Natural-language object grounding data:
+ + +
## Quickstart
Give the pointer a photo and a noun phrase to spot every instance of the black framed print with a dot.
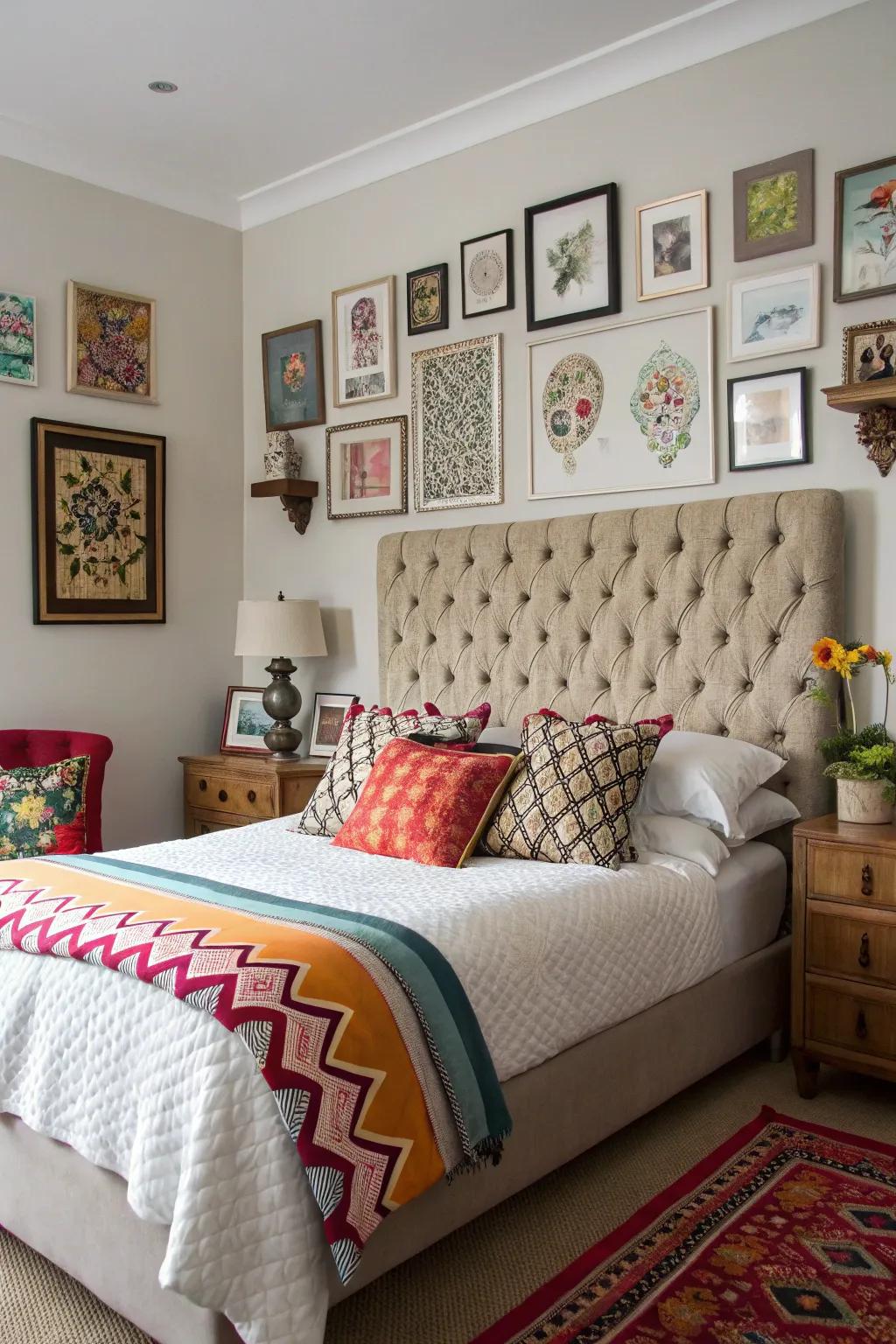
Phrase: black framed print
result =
(572, 258)
(486, 273)
(767, 421)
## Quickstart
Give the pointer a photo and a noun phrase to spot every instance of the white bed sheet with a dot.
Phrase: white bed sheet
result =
(161, 1095)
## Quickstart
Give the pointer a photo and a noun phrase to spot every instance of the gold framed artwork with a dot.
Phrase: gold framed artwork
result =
(110, 344)
(98, 524)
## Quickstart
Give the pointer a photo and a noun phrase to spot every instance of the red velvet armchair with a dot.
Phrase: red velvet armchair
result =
(45, 746)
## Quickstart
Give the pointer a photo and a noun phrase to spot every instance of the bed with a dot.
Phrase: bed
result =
(705, 611)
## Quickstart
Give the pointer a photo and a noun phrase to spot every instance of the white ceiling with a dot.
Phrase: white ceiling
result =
(284, 102)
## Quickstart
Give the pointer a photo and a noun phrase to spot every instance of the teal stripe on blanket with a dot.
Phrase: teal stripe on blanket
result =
(444, 1007)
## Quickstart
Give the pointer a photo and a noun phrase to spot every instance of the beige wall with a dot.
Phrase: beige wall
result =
(156, 691)
(688, 130)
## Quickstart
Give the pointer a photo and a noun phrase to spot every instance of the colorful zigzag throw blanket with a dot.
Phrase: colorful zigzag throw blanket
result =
(359, 1026)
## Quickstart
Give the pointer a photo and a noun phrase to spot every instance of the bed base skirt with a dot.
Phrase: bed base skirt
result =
(78, 1216)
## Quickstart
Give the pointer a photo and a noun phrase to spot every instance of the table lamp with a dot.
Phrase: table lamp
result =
(291, 624)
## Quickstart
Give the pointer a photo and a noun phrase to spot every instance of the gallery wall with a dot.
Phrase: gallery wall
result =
(156, 691)
(690, 130)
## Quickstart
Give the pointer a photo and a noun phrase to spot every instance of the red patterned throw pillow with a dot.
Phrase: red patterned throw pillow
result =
(427, 804)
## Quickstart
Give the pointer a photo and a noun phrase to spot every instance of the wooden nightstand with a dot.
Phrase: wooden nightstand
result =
(230, 790)
(844, 968)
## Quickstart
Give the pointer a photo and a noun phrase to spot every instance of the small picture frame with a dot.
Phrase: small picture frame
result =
(672, 246)
(331, 709)
(767, 420)
(293, 374)
(245, 722)
(774, 206)
(367, 468)
(486, 273)
(774, 315)
(427, 300)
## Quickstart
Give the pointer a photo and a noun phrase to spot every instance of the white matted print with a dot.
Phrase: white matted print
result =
(672, 246)
(364, 368)
(633, 398)
(367, 468)
(773, 315)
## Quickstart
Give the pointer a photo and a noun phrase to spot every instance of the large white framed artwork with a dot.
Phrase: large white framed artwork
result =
(622, 408)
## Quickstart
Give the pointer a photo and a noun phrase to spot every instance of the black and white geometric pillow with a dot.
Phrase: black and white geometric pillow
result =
(364, 735)
(571, 800)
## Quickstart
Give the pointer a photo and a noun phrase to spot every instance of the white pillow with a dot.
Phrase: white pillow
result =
(763, 810)
(705, 779)
(680, 837)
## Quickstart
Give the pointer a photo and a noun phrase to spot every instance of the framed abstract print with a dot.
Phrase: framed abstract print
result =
(572, 258)
(367, 468)
(98, 524)
(457, 425)
(110, 344)
(622, 408)
(427, 300)
(18, 340)
(364, 366)
(767, 424)
(672, 246)
(293, 373)
(486, 273)
(774, 206)
(865, 231)
(774, 315)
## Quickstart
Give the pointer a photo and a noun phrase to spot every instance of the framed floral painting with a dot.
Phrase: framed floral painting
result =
(293, 373)
(18, 340)
(110, 344)
(98, 524)
(364, 365)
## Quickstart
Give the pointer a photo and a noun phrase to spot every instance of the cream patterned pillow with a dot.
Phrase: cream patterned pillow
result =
(571, 800)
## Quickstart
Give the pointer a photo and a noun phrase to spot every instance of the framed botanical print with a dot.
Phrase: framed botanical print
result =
(486, 273)
(865, 231)
(110, 344)
(767, 424)
(427, 300)
(367, 468)
(457, 425)
(293, 374)
(774, 206)
(98, 524)
(572, 258)
(774, 315)
(364, 365)
(672, 246)
(18, 339)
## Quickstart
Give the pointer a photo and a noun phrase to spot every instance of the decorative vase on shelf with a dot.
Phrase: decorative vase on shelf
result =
(283, 458)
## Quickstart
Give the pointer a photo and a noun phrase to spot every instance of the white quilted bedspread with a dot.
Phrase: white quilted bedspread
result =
(163, 1095)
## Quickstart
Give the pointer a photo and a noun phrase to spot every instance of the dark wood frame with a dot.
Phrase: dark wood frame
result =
(223, 747)
(612, 305)
(50, 609)
(439, 270)
(318, 354)
(803, 164)
(803, 401)
(500, 308)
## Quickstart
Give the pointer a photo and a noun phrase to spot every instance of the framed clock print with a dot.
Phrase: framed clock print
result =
(486, 273)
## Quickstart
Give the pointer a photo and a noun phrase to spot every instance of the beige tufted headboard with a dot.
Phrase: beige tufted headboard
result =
(705, 611)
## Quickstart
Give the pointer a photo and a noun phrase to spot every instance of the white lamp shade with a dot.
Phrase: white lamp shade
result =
(291, 628)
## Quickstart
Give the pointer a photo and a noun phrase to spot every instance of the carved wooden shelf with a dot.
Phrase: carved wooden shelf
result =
(296, 496)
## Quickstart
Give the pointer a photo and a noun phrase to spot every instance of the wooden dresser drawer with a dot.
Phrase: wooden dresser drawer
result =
(220, 792)
(860, 1019)
(852, 874)
(860, 945)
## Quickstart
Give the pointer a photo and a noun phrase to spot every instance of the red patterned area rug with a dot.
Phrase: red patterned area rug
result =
(785, 1236)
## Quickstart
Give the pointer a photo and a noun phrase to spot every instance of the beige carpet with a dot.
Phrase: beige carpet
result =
(456, 1289)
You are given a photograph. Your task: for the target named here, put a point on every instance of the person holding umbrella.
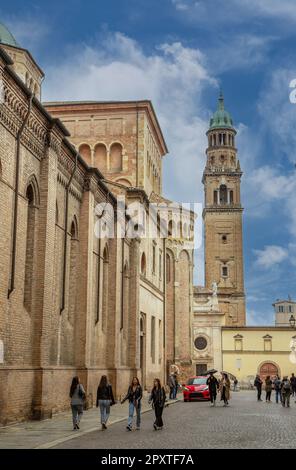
(213, 385)
(224, 388)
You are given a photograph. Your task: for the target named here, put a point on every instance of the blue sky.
(178, 53)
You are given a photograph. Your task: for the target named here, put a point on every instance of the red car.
(196, 389)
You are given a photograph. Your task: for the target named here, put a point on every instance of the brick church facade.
(72, 303)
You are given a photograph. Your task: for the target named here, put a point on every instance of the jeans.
(77, 412)
(131, 410)
(105, 410)
(286, 399)
(278, 396)
(259, 391)
(213, 395)
(158, 410)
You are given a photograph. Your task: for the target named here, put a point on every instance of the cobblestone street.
(246, 423)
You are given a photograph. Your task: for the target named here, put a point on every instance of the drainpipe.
(99, 280)
(17, 179)
(122, 284)
(66, 235)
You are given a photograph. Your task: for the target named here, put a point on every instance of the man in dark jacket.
(172, 385)
(278, 389)
(258, 384)
(286, 392)
(134, 396)
(293, 384)
(213, 385)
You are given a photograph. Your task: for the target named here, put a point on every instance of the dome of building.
(221, 118)
(6, 37)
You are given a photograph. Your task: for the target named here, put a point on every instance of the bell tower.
(223, 217)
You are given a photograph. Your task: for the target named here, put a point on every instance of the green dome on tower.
(221, 118)
(6, 37)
+ + +
WHAT YOU SHOULD DO
The copy must match each record exactly, apart from the images, which stay out.

FINISHED TASK
## Quickstart
Give the pointer a photo and a noun phrase to spot every instance of the black framed print with a dot.
Phrase: black framed print
result =
(572, 258)
(486, 273)
(767, 421)
## Quickstart
Give the pointer a photo and a noun phrase to spot every instance of the white bed sheet with a dot.
Phrase: white bed sheet
result =
(161, 1095)
## Quickstart
Give the pointer a photo and a noun phrase to spot every instance of the gold framed artwork with a dot.
Phrase: gold framed artwork
result =
(110, 344)
(98, 524)
## Quickstart
Give the pointer a photo and a noun phrase to spot every instance of the red velvet armchair with a dot.
Phrase: red velvet armchair
result =
(45, 746)
## Quickstart
Give the pointer a photo and a noun phrase to spot every instance of the bed with a dot.
Phrase: bed
result =
(705, 611)
## Quickstart
Give the pointer a photo and a noun phrase to spot every instance of the white ceiling with a dot.
Phrase: white ceiling
result =
(284, 102)
## Quickstart
Give the pointer a photo and a noun phrase to spot every instance of the teal stripe on blanket with a dot.
Phrase: teal stripe on blanket
result =
(444, 1007)
## Quickstart
Give the pointer a photo and a noun phrase to spot every instance of the beige wall with a dot.
Phrase: beige wall
result =
(156, 691)
(688, 130)
## Quickstart
Give the pointer a photo and a noun phrase to spot every instance of the colorful zigzag throw blanket with a dot.
Phrase: colorful zigzag throw blanket
result =
(359, 1026)
## Quickstart
Give the pointer a photo and a noun phrase to spot every instance of the bed base skirt with a dot.
Phrase: bed base skirt
result =
(78, 1216)
## Quickstart
Give the pointer a photo and a noun phrase to spot every instance of the table lamp with a dot.
Phrase: table lamp
result =
(291, 624)
## Quickstart
Give the pointer a photo and a noun phrase to spot every instance of the gallery wall with a dot.
Phrase: gallery wall
result =
(156, 691)
(690, 130)
## Quickstart
Give the pointer a photo and a noun phrase to spot every instance of the red patterned throw pillow with a dot.
Phrase: red patterned throw pillow
result =
(427, 804)
## Quickstart
Give the pointer a photo and a noun phrase to spot every instance of the wooden nightstand with a dot.
Phrase: wooden nightstand
result =
(230, 790)
(844, 968)
## Quickstart
Give the pointer a photo and a noun phrase to spot every instance of the small picture frame with a dot.
Phrase: small picture frame
result =
(672, 246)
(331, 709)
(767, 420)
(293, 374)
(245, 722)
(774, 206)
(367, 468)
(486, 273)
(774, 315)
(427, 300)
## Quickstart
Give the pointer a photo and a noun phrase to spot every instance of the white matted print with a dot.
Phrase: white matted print
result =
(672, 246)
(364, 368)
(633, 398)
(367, 468)
(773, 315)
## Quickstart
Give the pointer a photo and a noun phrase to spot every instance of the large white framed artwork with a dot.
Phrase: large white framed artwork
result =
(622, 408)
## Quickstart
Give the pointer a photo and a noun phrase to spot every instance of the black and white geometric pillow with a dot.
Phrase: black and white geometric pillow
result =
(364, 735)
(571, 800)
## Quickstart
Give the pointer a photo and a noun phrase to spot every instance of the white pillow with a dot.
Phrase: white pillow
result =
(763, 810)
(705, 779)
(680, 837)
## Quickstart
Give the pointer a photo and a noun phrase to spot every instance of the framed abstract print with a dot.
Phrase: framed abstract print
result =
(572, 258)
(367, 468)
(98, 524)
(457, 425)
(110, 344)
(622, 408)
(427, 300)
(18, 340)
(364, 366)
(767, 424)
(672, 246)
(293, 373)
(486, 273)
(774, 206)
(865, 231)
(774, 315)
## Quickstart
Give the pointer a photo and a noun phrase to spot every instance of the framed floral painting with a dot.
Phrase: framed floral painting
result =
(293, 373)
(18, 340)
(110, 344)
(98, 524)
(364, 365)
## Quickstart
Give the pointer a photo and a noun phrase to spot every instance of the cream patterned pillow with a dot.
Phrase: cream patterned pillow
result =
(571, 800)
## Quickstart
Give the pointer a photo and a noun phrase to spot every instance of the framed botanical print with a dot.
Phrase: framed botanical print
result =
(486, 273)
(865, 231)
(110, 344)
(767, 424)
(427, 300)
(367, 468)
(457, 425)
(293, 374)
(774, 206)
(98, 524)
(572, 258)
(774, 315)
(364, 365)
(672, 246)
(18, 339)
## Quickstart
Give the pointer a photo and a noun phrase to spot every instance of the decorative vase on shelf with a dot.
Phrase: decorative vase on shelf
result =
(283, 458)
## Quickstart
Give the pointer a photo and a noun phrase to spot every instance of the white quilted bedspread with a dot.
Phrase: white quilted bedspread
result =
(163, 1095)
## Quickstart
Give the pointer a photo and a noun phrase to spot every instance of the dark wood frame with a dot.
Phrase: dark wood frame
result =
(223, 747)
(612, 305)
(50, 609)
(439, 270)
(318, 354)
(803, 164)
(803, 401)
(500, 308)
## Quickstart
Give the pointer a photo and a noun phrase to spot every instance of the framed clock print with a dot.
Phrase: framed clock print
result =
(486, 273)
## Quickstart
Give the pointer a photo and a noun phrase to spot every instance of the beige tufted headboard with a dot.
Phrase: beige tufted headboard
result =
(705, 611)
## Quickstart
Give the pointer a photo and a noun phrase to spot every instance of the white lamp shade with a dot.
Phrase: white lamp shade
result =
(291, 628)
## Quickstart
Give the pointer a photo and a noun phrase to spot every instance of the carved wooden shelf with a dot.
Phrase: carved wooden shelf
result =
(296, 496)
## Quickstart
Give the pointer a photo and a noun phrase to spot every instance of the wooden dresser drawer with a dot.
Phrase: wooden dresser drawer
result =
(220, 792)
(860, 1019)
(852, 874)
(860, 945)
## Quickstart
Give the pointer a photo and a noun phrase to spot every instance of the red patterned area rug with a dot.
Phrase: red patterned area rug
result =
(785, 1236)
## Quickstart
Give the pointer a photo and a noun phrase to spot every instance of the beige carpet with a dot.
Phrase: beige carpet
result =
(456, 1289)
You are given a photograph. Your task: for the target named here, put a point on every instance of the person holding umbrella.
(213, 385)
(224, 388)
You are given a photograph. Your task: for the target named here, put a point on every instance of the blue sky.
(178, 53)
You are given a photograph. Your task: for the target named here, put a point on every instance of the red car.
(196, 389)
You are given a photograph. Your task: for the target named here, put a point on every instance of the brick church facade.
(72, 303)
You are given a photograph. Your task: for the target named here, put a point on every instance of the jeans.
(77, 412)
(131, 410)
(105, 410)
(286, 399)
(278, 396)
(259, 391)
(213, 395)
(158, 410)
You are given a photograph. Your task: for the target named here, put a point on every instance of the cobblestone street.
(246, 423)
You are given a photograph. Your task: for the target named here, put a point on every instance of the drainpipe.
(99, 280)
(17, 179)
(122, 284)
(66, 235)
You are given a photograph. Your task: for the target named here, put a point on every instance of the man in dark jacket.
(172, 385)
(278, 389)
(258, 384)
(286, 392)
(134, 396)
(293, 384)
(213, 385)
You are given a photograph. Your task: for the target named here, put a point on every instance of the dome of building.
(221, 118)
(6, 37)
You are given a photograph. Your task: for the target named here, put a point on every instance of the bell tower.
(223, 217)
You are given a photograph. Your task: for the target named here, put a point on every instance of the green dome on tower.
(221, 118)
(6, 37)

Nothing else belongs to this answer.